**Selected excerpt**

+---+

Harry Evans “on the stone”: pictured by Sally Soames in the days of hot metal production at The Sunday Times
❚ SIR HAROLD EVANS, who has died aged 92 and known to all as Harry, was not only a legendary crusader for investigative journalism but, along with Ben Bradlee of the Washington Post, one of the two greatest newspaper editors of modern times. Crucially he embodied the editor as a lightning rod through which a savvy team can channel their expertise.
I have personal reasons to be grateful to him after seeking a job interview when badly needing a change of direction in 1978. At his office at The Sunday Times in Gray’s Inn Road Harry was armed with a checklist of newspaper know-how on his clipboard which I seemed to be ticking copiously as an all-rounder used to multi-tasking on a variety of projects in print. (Most people in this business tended to do one thing only: Columnist, or Reporter, or Commissioning editor, or Designer etc.) So eventually he asked: “What exactly is it that you do?” – “A bit of everything,” said I. – “Ah,” he replied, “you do what I do.” – “Do I?” (deeply flattered). – “Yes, you’ve got the impresario skills – able to execute every stage from bright idea through to printed page.” Well that put a spring in my step and from there on, my career flew!

+---+

**Information supplied**
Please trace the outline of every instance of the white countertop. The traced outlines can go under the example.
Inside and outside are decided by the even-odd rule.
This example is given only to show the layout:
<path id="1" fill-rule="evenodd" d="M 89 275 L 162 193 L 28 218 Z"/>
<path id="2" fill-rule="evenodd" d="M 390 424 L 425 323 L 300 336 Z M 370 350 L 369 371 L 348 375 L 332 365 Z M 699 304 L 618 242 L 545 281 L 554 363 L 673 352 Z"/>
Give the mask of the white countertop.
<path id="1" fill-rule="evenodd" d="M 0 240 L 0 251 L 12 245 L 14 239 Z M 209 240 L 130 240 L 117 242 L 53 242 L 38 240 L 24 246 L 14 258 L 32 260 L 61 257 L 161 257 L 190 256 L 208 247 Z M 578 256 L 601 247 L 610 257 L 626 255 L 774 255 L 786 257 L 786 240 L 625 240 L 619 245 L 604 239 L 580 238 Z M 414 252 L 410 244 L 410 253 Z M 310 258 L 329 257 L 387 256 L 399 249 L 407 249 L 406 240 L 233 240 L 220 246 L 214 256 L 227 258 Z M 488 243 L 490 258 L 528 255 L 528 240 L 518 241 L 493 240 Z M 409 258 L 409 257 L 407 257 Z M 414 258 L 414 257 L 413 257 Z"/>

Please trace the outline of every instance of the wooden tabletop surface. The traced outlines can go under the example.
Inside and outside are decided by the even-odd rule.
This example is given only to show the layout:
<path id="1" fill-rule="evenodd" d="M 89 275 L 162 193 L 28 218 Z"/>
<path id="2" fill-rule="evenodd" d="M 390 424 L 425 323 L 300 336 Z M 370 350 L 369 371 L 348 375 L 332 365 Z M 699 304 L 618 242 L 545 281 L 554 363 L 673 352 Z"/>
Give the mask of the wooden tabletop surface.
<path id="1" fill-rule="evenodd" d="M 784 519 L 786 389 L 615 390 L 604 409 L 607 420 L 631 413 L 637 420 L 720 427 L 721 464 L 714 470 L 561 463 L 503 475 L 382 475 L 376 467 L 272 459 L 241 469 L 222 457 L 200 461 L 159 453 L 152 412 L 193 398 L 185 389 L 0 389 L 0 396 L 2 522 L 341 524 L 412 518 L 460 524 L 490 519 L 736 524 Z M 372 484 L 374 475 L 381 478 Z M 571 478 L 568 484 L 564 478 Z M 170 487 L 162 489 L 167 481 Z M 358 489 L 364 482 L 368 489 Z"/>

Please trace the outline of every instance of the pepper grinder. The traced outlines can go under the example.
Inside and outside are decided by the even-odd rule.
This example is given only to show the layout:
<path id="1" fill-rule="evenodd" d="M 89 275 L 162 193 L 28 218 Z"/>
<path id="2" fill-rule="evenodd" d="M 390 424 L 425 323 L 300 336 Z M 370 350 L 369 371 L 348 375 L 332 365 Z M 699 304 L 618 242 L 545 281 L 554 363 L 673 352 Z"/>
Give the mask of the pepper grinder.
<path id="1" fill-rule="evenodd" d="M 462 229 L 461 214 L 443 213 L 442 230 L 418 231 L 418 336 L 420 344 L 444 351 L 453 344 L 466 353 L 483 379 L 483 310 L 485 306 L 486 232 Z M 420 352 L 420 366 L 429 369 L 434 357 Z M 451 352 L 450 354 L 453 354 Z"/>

+---+

Resume the tribute to Harold Evans from the point where it stops. The lines above are not needed for this.

**Exercise result**
Visual flair was an ingredient as important to Harry as the words themselves – wisdom he spelt out in five definitive manuals published in the 1970s under the series title of Editing and Design. Here he shared with the rest of Fleet Street how his dramatic impresario skills were key to defining the rigour and astuteness which quality journalism demanded in each of its presentational crafts: Newsman’s English, Newspaper Text, News Headlines, Pictures on a Page, and Newspaper Design.
Easily the best account of journalism’s cut-and-thrust is his 1983 book Good Times Bad Times which nails the pitiless manners and mores of British newspaper execs and the proprietors they serve. Written in anger after his falling-out with Rupert Murdoch, it also reads like a racy thriller.
➢ Tony Allen-Mills in The Sunday Times on the man
who changed the way we tell the news
➢ Columnist Hunter Davies on “the best journalist
I ever came across”
➢ The master craftsman – obituary in the Financial Times
by Lionel Barber, its editor for 15 years
➢ The most admired newspaper editor of his generation –
obituary by Godfrey Hodgson in the Guardian
Great reading your blog post.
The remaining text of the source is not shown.